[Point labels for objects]

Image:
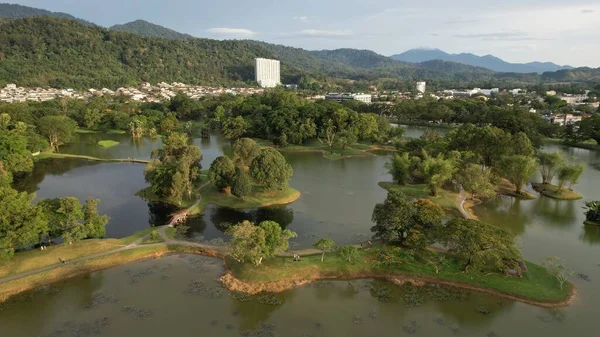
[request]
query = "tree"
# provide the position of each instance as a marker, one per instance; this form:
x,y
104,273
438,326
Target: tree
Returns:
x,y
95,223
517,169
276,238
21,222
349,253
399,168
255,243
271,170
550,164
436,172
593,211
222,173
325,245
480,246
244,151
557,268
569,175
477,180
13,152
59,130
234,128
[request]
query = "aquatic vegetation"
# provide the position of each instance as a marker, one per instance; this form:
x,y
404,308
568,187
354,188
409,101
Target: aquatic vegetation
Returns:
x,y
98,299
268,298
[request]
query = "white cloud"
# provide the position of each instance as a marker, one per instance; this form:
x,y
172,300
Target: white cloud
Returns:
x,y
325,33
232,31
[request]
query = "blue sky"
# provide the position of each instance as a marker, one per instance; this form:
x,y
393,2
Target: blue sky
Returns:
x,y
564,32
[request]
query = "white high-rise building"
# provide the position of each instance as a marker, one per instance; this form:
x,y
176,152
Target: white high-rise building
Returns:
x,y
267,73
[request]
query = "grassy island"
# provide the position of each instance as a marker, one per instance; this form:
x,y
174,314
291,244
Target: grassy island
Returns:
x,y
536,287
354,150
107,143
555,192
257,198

---

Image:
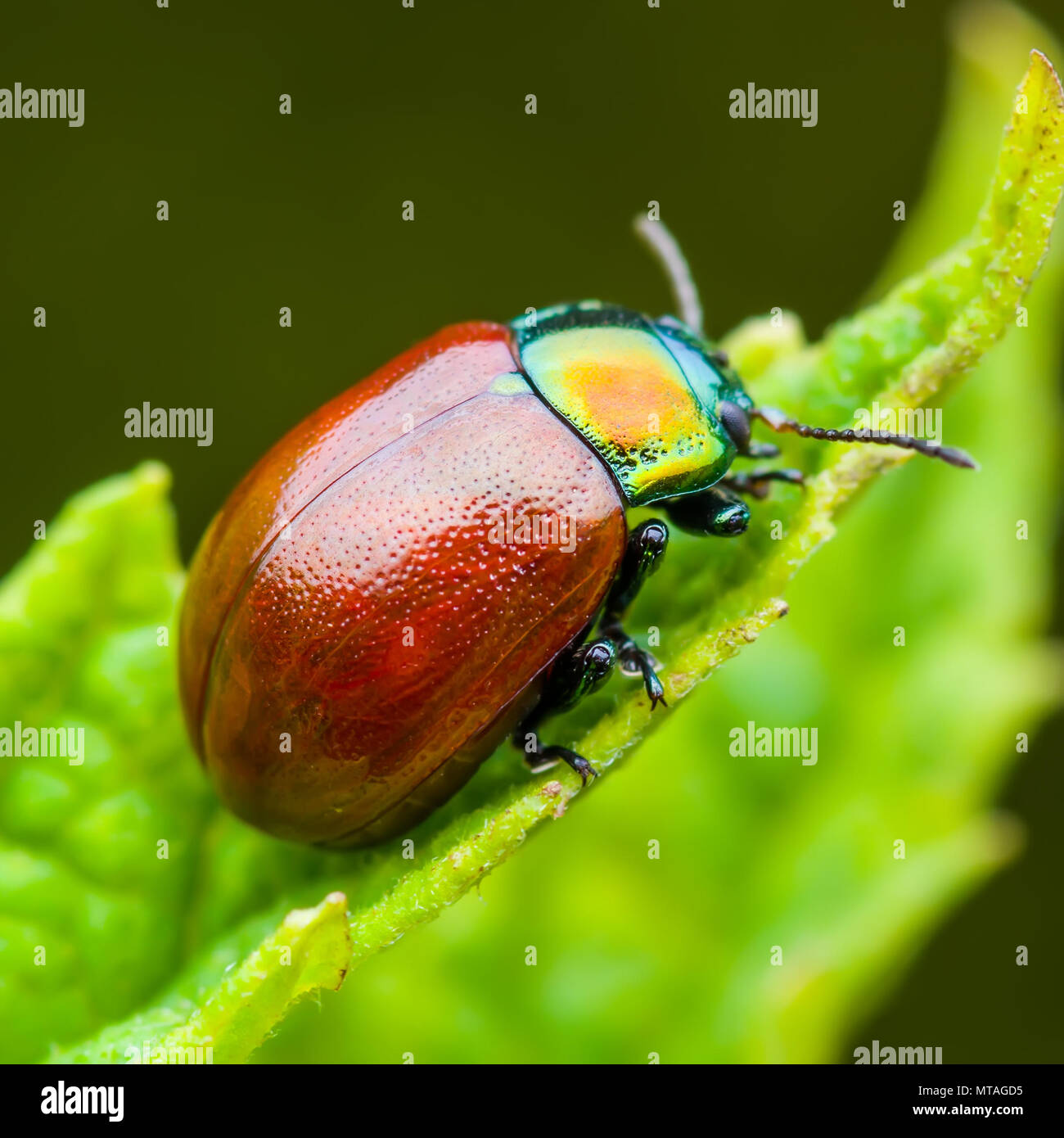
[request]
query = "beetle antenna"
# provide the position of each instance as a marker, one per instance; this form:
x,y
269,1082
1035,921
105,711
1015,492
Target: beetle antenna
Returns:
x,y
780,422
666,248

## Stated exercise
Show every line of the data above that contains the string "grassy", matching its case exactly.

## Answer in full
query = "grassy island"
Target: grassy island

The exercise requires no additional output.